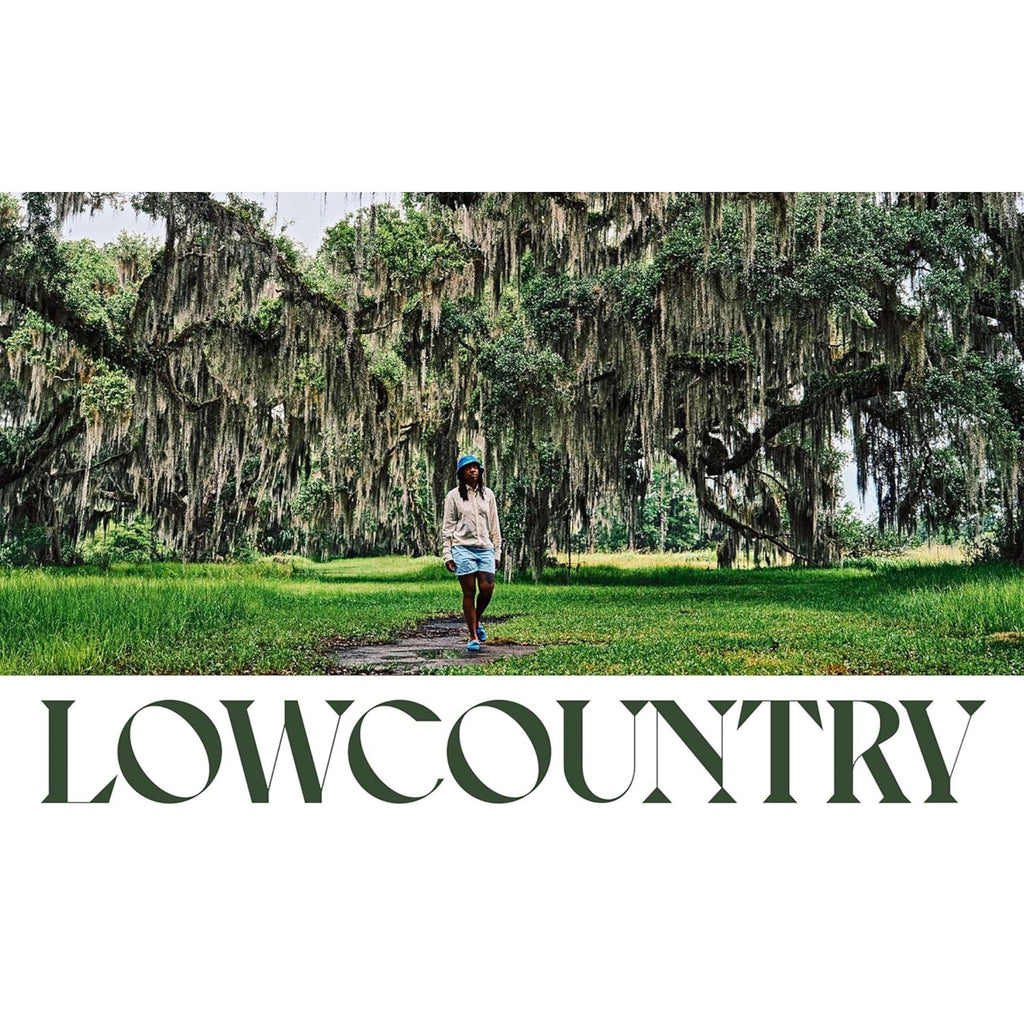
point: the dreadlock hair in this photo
(463, 492)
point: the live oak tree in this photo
(239, 391)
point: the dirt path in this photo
(435, 643)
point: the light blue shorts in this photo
(472, 559)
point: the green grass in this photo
(620, 614)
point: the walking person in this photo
(472, 543)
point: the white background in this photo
(547, 909)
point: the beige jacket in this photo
(472, 522)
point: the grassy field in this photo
(620, 614)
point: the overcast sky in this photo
(304, 215)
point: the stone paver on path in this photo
(436, 643)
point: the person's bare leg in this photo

• WHAT IS BEING ASKED: Rewrite the rows above with "dirt path" changed to "gravel path" and nothing else altered, leaving the pictures out.

• SOLUTION FOR THIS EXERCISE:
point: the dreadlock hair in this photo
(463, 492)
point: the live oak tree in this photo
(239, 391)
point: the gravel path in this photo
(435, 643)
point: the light blue shorts in this photo
(472, 559)
point: the green grass in this photo
(620, 614)
point: the walking person in this photo
(472, 543)
point: the white background in this photo
(547, 909)
point: the beige jacket in this photo
(472, 522)
point: the grassy field in this photo
(620, 614)
point: the overcast sky in this photo
(304, 215)
point: the stone paver on path in this photo
(436, 643)
point: the person's bare leg in this photo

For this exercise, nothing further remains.